[Opening Provided data section]

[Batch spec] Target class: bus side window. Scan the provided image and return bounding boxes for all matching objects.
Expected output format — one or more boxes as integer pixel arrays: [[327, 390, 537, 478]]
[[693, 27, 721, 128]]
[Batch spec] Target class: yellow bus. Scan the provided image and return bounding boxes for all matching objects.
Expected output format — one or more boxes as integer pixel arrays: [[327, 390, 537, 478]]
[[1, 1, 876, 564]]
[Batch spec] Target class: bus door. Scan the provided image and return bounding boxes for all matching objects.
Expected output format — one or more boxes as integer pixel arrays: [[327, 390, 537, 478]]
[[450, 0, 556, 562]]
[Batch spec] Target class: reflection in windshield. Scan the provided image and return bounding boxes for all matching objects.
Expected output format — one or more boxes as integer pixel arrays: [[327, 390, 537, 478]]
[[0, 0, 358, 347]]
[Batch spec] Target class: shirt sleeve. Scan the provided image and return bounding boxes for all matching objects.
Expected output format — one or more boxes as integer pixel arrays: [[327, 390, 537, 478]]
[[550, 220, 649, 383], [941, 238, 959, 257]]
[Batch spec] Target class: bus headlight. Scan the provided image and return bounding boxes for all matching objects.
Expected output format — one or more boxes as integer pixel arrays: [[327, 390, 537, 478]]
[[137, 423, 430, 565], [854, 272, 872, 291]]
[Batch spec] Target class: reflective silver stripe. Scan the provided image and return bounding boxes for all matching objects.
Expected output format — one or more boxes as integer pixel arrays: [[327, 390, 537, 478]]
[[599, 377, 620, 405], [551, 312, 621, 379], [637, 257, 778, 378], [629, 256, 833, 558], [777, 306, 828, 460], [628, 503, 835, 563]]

[Closing Provided data section]
[Opening Provided data section]

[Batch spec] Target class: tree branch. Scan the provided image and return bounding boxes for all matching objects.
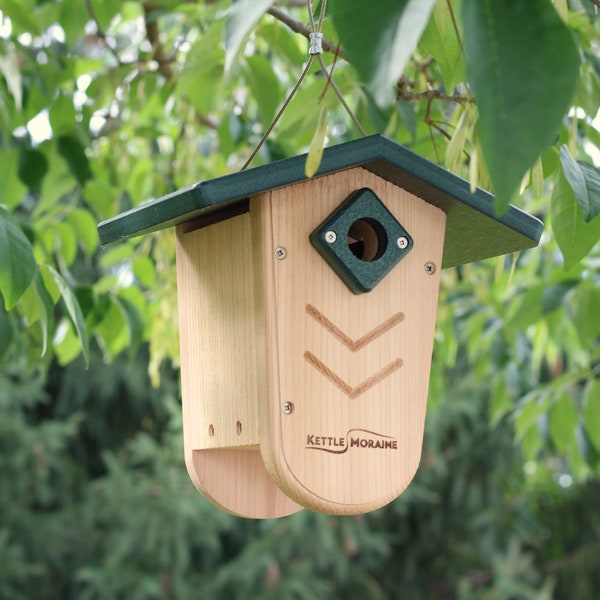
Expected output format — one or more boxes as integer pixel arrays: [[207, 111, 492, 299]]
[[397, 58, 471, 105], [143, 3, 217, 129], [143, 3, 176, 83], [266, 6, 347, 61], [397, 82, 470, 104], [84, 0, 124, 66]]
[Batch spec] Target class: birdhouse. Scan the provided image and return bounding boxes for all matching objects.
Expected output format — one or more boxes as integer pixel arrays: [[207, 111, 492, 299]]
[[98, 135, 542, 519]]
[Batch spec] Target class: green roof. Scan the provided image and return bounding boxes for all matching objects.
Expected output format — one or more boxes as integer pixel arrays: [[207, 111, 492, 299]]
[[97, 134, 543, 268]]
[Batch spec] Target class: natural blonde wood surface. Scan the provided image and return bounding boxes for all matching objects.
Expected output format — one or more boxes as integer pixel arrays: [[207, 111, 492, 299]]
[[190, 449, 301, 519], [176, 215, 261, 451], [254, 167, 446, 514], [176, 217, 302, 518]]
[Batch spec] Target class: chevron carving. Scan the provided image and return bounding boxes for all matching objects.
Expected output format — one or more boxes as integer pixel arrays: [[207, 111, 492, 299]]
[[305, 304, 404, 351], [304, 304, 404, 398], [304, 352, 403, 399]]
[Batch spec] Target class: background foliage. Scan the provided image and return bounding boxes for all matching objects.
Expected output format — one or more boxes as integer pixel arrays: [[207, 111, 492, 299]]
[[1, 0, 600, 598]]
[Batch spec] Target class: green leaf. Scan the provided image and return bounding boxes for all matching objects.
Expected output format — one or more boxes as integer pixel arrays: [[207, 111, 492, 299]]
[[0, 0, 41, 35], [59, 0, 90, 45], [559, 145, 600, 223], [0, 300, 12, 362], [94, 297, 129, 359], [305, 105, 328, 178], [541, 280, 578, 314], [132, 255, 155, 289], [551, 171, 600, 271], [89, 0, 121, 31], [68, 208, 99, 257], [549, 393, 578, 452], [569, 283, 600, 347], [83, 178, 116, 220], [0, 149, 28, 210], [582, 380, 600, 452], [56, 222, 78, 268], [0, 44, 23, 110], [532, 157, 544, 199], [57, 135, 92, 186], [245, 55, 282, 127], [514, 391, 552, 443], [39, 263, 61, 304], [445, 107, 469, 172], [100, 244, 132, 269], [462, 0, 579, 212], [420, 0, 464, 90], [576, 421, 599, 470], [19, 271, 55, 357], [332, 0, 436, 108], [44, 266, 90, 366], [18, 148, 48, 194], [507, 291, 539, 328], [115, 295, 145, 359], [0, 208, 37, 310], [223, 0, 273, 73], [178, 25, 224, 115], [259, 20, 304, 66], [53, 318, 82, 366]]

[Closing Provided data section]
[Opening Provided data section]

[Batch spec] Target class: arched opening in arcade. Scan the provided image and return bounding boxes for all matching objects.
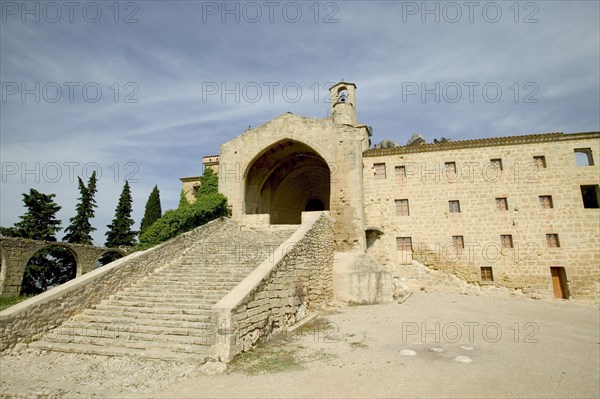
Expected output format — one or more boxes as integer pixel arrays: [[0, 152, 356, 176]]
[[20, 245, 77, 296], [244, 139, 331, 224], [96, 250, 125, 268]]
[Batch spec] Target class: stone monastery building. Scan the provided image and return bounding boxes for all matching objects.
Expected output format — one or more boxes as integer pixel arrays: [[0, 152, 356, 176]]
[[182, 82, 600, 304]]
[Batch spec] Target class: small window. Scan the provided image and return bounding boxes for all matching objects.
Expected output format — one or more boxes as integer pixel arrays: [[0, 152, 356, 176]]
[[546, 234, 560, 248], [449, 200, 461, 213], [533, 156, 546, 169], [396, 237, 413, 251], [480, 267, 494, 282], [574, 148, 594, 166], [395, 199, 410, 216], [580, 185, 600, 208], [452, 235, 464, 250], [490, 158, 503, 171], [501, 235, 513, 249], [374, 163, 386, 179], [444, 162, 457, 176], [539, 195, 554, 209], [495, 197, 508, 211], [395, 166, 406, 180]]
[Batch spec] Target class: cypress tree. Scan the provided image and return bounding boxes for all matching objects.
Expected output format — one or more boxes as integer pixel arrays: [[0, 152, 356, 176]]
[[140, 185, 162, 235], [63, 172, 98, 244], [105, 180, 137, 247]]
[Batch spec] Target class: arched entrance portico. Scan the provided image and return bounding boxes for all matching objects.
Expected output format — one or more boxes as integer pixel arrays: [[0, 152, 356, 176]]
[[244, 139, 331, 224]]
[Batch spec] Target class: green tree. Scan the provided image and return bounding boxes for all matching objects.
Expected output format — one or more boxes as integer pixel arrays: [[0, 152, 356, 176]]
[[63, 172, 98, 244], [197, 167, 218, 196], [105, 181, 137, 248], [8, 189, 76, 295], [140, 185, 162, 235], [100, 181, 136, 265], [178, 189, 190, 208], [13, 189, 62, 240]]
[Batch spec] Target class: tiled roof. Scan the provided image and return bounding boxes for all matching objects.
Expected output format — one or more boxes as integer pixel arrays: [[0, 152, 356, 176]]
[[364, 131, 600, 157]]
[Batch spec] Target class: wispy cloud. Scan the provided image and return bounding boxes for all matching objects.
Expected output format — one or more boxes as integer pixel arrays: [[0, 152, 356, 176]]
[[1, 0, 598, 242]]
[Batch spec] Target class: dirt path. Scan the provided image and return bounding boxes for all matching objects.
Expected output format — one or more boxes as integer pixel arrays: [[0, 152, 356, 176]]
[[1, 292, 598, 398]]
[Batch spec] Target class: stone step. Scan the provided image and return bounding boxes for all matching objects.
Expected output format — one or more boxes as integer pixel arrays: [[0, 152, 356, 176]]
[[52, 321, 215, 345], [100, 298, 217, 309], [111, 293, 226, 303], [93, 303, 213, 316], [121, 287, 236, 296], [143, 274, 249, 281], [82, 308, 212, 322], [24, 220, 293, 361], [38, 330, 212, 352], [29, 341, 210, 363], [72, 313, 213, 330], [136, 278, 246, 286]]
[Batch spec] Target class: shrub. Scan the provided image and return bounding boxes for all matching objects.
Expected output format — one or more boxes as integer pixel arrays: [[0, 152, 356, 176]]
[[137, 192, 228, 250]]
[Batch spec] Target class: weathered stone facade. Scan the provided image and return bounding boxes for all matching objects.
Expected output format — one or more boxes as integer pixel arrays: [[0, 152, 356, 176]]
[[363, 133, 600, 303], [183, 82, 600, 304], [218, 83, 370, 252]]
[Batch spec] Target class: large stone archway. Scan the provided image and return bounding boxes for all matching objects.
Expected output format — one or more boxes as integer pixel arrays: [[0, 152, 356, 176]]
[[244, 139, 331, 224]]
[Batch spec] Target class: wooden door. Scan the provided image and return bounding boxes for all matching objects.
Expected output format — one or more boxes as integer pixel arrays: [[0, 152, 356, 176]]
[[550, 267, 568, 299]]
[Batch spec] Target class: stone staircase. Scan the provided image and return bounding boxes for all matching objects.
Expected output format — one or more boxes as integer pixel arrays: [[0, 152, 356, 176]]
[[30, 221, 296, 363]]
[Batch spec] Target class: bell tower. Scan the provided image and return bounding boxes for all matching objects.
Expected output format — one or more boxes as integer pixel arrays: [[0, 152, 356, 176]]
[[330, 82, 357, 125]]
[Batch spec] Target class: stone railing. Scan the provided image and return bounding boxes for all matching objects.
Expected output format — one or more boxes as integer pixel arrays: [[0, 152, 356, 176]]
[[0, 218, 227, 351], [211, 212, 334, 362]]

[Closing Provided data section]

The expected answer is an exact copy of the lines above, beginning at the line with "[Batch spec] Target class: chevron" and ending at the line with "[Batch spec] Target class: green leaf.", with both ends in.

[Batch spec] Target class: chevron carving. Scan the provided image and return bounding boxes for all matching objects.
Expected output format — one or more boxes as integer pixel arrays: [[207, 111, 492, 299]]
[[305, 304, 404, 351], [304, 304, 404, 398], [304, 352, 403, 399]]
[Batch spec] Target class: background foliage. Scan the provided image and return bounding boxes for all matching objects.
Expected output format — one or more boxes as integer pixel arrays: [[207, 111, 492, 299]]
[[1, 0, 600, 598]]
[Batch spec] Target class: green leaf. Scan the provided image and return bounding boxes for all matching objects.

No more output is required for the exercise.